◆ What is asked
Can you rescale the stretch from the line containing "Can you spot the chair" through the end of the records? Reproduce those lines in full, requests included, but multiply each point coordinate in the answers by 1.3 and round to whole numbers (halves up). Return only those lines.

◆ Supplied material
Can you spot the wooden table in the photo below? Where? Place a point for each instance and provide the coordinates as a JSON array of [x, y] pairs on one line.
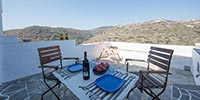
[[73, 81]]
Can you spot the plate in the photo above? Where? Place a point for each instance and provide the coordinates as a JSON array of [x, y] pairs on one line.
[[75, 67], [109, 83], [99, 73]]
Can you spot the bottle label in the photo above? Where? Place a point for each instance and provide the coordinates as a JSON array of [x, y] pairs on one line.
[[85, 74]]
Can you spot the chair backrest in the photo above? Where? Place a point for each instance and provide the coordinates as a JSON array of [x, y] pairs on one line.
[[49, 54], [160, 59]]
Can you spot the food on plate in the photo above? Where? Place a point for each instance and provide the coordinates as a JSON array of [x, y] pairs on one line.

◆ Written solution
Can you spot the chair backrest in the photo above? Where? Place a point for each instance and provide the coordinates as a JSON array of [x, y] pairs on one line.
[[64, 70], [208, 77]]
Can you spot the food on plate in the photo above? Where? Place a point for each instance and provide the coordinates as a JSON array of [x, y] pairs on one line.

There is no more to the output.